**Exercise prompt:**
From the line that contains "every matching utility" to the final line of the entries, return every line exactly and leave out all others.

**Provided information:**

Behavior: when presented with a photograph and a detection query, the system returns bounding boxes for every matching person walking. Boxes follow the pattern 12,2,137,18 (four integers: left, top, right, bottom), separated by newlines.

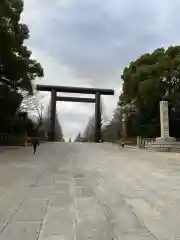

121,138,125,148
31,138,39,154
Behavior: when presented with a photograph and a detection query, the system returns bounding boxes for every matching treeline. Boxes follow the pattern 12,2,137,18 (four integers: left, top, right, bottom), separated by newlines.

77,46,180,142
119,46,180,138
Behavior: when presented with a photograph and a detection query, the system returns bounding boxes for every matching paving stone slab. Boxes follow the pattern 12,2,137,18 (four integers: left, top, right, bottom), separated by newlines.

39,236,72,240
28,187,52,199
13,199,48,221
75,198,105,222
35,176,54,187
49,193,73,208
75,186,94,198
76,220,109,240
53,182,70,194
74,178,86,187
120,232,157,240
0,221,41,240
0,210,15,233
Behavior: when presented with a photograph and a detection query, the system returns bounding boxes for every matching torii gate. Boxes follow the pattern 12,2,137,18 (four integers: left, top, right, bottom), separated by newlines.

36,85,114,142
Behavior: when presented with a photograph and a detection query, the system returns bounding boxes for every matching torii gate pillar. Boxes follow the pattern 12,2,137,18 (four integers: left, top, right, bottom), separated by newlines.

95,92,101,143
50,89,57,141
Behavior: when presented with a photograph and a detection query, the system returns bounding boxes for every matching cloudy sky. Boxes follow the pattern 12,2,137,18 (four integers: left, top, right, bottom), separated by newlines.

22,0,180,140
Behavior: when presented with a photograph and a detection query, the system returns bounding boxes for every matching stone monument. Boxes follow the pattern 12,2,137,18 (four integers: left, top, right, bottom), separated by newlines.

151,100,177,150
122,113,127,138
156,101,175,143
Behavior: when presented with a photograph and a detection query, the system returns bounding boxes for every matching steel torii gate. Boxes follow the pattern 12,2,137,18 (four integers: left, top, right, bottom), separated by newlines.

36,85,114,142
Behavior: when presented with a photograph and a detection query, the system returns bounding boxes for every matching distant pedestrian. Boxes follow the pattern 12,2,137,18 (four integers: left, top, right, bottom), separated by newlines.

69,138,71,142
31,138,39,154
121,138,125,148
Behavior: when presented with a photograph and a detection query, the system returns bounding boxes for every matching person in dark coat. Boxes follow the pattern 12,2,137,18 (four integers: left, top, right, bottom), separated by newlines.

31,138,39,154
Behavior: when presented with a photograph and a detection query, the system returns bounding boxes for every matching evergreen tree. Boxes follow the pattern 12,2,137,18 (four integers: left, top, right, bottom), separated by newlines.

0,0,43,133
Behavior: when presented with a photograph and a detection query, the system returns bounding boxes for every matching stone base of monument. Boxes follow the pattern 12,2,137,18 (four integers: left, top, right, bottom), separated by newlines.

148,137,180,152
155,137,176,143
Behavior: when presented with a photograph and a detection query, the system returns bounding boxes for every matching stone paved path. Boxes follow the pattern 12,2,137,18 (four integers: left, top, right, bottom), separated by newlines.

0,143,180,239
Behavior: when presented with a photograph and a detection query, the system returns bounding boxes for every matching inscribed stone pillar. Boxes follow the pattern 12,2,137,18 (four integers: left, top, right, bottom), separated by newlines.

160,101,170,139
154,100,176,146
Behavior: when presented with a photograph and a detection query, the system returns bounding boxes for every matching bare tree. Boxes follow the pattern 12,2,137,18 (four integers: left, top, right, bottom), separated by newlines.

82,116,95,141
18,91,45,130
82,98,109,141
74,132,82,142
40,101,64,141
101,105,123,142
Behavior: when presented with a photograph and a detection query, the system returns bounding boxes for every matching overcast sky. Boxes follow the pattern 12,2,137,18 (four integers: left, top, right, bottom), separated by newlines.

22,0,180,140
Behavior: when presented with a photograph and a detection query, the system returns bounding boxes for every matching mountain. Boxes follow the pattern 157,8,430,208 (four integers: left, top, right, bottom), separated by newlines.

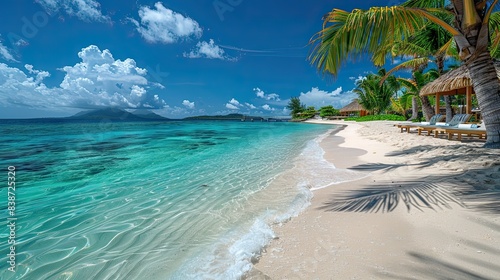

69,108,169,121
131,109,168,120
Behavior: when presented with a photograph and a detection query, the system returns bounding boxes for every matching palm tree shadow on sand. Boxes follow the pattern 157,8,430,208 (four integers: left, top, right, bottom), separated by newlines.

319,177,466,213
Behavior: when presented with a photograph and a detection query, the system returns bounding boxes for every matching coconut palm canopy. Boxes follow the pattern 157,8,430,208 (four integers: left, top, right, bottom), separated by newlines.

339,99,364,112
308,0,500,147
420,61,500,96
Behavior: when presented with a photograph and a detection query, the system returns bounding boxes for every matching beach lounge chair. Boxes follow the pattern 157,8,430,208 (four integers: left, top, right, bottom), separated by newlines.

432,123,486,140
416,114,472,136
397,114,444,133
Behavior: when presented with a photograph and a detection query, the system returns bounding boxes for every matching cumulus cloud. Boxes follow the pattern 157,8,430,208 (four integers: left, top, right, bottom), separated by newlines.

25,64,50,81
225,103,239,110
228,98,241,106
225,98,243,110
36,0,110,22
0,39,17,62
0,63,56,108
253,87,280,101
0,45,167,110
262,104,274,111
182,99,195,109
130,2,202,44
244,102,256,109
298,87,357,109
184,39,234,61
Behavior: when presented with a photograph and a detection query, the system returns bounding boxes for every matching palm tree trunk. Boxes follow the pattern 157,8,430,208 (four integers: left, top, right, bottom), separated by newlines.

409,96,419,120
467,51,500,147
443,95,453,122
419,95,434,121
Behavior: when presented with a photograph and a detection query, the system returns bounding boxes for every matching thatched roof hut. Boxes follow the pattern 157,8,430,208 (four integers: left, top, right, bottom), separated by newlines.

339,99,367,116
420,64,470,97
420,60,500,115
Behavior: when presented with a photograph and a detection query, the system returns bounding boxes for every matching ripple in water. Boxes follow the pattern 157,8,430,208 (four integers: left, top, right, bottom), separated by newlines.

0,120,364,279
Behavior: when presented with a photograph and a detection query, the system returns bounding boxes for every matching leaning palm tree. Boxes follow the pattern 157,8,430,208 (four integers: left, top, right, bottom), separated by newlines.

310,0,500,147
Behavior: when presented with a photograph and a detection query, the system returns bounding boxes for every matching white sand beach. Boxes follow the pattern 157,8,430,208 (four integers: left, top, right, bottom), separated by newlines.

253,120,500,279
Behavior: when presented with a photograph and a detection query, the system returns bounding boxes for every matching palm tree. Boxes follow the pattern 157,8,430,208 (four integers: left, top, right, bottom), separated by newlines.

380,20,457,121
391,92,413,119
353,78,378,115
353,68,401,114
309,0,500,147
397,69,440,119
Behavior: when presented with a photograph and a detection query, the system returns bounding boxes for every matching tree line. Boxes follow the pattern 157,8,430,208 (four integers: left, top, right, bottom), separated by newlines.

286,97,339,119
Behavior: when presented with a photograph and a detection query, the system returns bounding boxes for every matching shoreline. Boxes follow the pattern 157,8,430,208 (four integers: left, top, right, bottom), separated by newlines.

251,120,500,279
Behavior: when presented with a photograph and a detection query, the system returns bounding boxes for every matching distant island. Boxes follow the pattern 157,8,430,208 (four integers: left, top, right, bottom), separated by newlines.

0,108,289,122
68,108,169,121
71,109,275,121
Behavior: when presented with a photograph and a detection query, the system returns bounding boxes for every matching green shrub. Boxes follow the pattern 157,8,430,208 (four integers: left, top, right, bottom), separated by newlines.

345,114,406,122
319,105,340,117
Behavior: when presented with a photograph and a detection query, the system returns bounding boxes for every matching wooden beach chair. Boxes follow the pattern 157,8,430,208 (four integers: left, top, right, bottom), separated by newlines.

397,114,444,133
415,114,472,136
432,124,486,141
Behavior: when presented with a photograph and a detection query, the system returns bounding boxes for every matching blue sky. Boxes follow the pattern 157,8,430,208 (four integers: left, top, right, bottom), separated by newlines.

0,0,395,119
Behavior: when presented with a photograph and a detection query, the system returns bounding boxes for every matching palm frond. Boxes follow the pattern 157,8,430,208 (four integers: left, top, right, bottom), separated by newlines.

384,57,432,80
309,6,460,77
483,0,500,24
401,0,447,8
393,41,432,57
489,11,500,57
437,37,458,57
397,77,419,93
309,7,428,77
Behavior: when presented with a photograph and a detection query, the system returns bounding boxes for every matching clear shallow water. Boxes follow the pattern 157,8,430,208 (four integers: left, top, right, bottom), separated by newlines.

0,120,363,279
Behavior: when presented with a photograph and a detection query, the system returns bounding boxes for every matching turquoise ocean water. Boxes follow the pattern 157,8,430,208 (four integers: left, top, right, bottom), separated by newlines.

0,120,362,279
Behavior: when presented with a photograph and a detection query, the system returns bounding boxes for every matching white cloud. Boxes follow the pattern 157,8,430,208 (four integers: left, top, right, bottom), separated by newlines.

184,39,234,61
0,39,17,62
36,0,110,22
154,105,191,118
253,87,280,101
349,76,367,85
244,102,256,109
130,2,202,44
225,98,243,110
298,87,356,109
225,103,239,110
14,39,29,47
25,64,50,82
262,104,274,111
0,45,167,110
182,99,195,109
228,98,241,107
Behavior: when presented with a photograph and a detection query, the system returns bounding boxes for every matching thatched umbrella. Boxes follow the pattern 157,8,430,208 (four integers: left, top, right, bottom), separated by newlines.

339,99,367,116
420,61,500,115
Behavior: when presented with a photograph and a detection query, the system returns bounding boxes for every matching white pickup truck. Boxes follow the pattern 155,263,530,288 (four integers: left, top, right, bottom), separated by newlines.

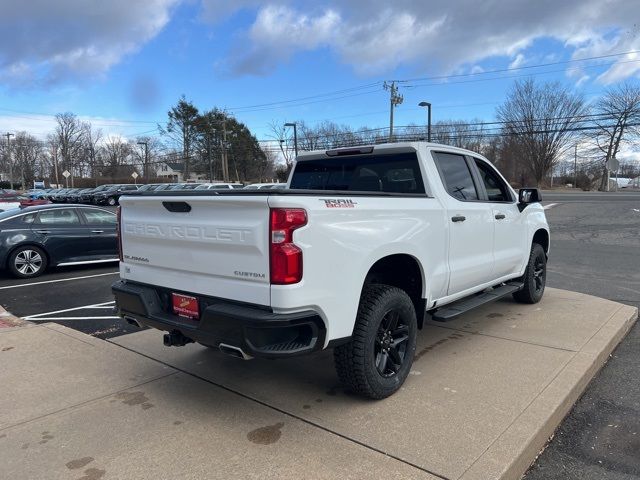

113,142,549,399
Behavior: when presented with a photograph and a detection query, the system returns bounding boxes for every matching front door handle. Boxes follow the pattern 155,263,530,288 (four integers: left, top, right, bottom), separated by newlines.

451,215,466,223
35,230,51,234
495,213,506,220
91,230,104,234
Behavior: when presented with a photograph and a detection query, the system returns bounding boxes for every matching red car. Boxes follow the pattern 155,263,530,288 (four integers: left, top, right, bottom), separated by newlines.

19,195,50,208
0,188,18,200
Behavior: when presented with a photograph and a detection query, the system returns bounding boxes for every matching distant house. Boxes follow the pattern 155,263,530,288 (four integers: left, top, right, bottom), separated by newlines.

155,162,207,182
156,162,183,182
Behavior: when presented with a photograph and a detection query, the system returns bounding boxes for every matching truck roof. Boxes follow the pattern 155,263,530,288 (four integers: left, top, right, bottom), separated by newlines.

295,141,482,162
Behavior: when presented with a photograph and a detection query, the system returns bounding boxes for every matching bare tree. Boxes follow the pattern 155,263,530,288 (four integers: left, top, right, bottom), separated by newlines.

430,119,488,150
497,79,587,186
100,135,133,179
54,113,86,187
13,132,44,188
82,122,102,183
267,121,296,167
132,135,163,181
589,83,640,190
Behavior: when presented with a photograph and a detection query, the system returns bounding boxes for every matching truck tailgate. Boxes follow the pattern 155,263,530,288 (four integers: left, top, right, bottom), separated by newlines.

118,195,271,306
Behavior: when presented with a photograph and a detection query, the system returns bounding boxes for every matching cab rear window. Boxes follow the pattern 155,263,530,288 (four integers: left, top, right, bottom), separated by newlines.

289,152,425,194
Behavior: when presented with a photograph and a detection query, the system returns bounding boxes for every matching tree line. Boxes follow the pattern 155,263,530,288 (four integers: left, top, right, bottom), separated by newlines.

270,80,640,189
1,79,639,190
0,98,272,189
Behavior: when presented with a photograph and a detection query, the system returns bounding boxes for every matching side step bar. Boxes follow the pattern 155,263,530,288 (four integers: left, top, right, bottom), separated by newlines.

430,282,524,322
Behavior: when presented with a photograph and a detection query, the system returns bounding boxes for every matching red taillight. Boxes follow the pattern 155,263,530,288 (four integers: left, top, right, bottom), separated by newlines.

270,208,307,284
116,206,123,261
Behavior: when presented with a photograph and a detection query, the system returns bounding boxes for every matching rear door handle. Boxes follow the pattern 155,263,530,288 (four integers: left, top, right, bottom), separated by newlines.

35,230,51,234
494,213,506,220
91,230,104,234
451,215,466,223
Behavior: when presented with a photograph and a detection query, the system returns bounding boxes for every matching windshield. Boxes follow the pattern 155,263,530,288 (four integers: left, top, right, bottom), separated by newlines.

289,152,425,194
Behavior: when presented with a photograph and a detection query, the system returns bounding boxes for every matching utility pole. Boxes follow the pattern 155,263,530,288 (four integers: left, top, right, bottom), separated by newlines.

574,144,578,189
5,133,14,189
384,81,403,142
206,129,214,182
137,142,149,182
222,118,229,182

**Response:**
Behavior: when presented with a photograph and a detection query, the system returns bounding boxes for every matching utility pole. Boxes follow the pattern 155,263,530,288 (four integers: left, top, right, bottom), separated by newlines.

574,144,578,189
5,133,14,189
384,81,403,142
206,129,214,182
137,142,149,182
222,118,229,182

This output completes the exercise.